*TASK OBJECTIVE*. Write out the part of the micro-services passage starting at "In my opinion, the" and ending at "single software product.", word for word.

*READING PASSAGE*.
——

It has been a trending term in the last couple of years, despite the ideas behind the micro-services, which is modularization, it date backs to the 60s and 70s. Modularization or modular programming is a design principle that stresses separating a software functionality into distinct, independent, interchangeable modules which each of them addresses a separate concern. Of course, there have been different techniques starting from object-oriented programming to OSGI, from shared-libraries to SOA. And goes without saying, some companies have succeeded and brought good products to market and some have failed.

In my opinion, the reason for micro-services, to be trending recently is the development of cloud solutions and IT automation. Only recently(last couple of years) developers had the chance to fire machines, use cloud services(e.g. AWS, heroku, private cloud) and use IT automation tools to manage server configuration. As a result of this idea of DevOps has been introduced and used in software teams, which simply states the joint operation of developers and operations: If you are developing the code you are also responsible for putting in the production. Development of cloud solutions and IT automation, as well as DevOps movement, allowed software developers to increase the separation of concern not by re-structuring the code but by creating a multiple small services out of a single software product.

What are the benefits of micro-services:

Ease of Maintenance: Update and feature delivery is relatively easy, as the code base is small.

——

*RECORDED INFORMATION*.
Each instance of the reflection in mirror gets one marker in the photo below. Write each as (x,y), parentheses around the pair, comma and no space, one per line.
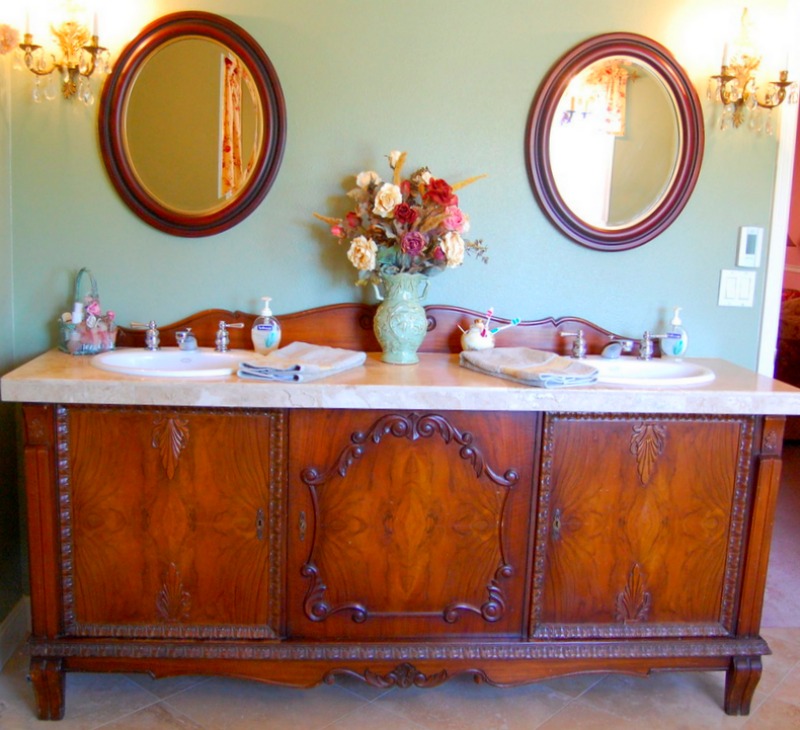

——

*EXPECTED OUTPUT*.
In my opinion, the reason for micro-services, to be trending recently is the development of cloud solutions and IT automation. Only recently(last couple of years) developers had the chance to fire machines, use cloud services(e.g. AWS, heroku, private cloud) and use IT automation tools to manage server configuration. As a result of this idea of DevOps has been introduced and used in software teams, which simply states the joint operation of developers and operations: If you are developing the code you are also responsible for putting in the production. Development of cloud solutions and IT automation, as well as DevOps movement, allowed software developers to increase the separation of concern not by re-structuring the code but by creating a multiple small services out of a single software product.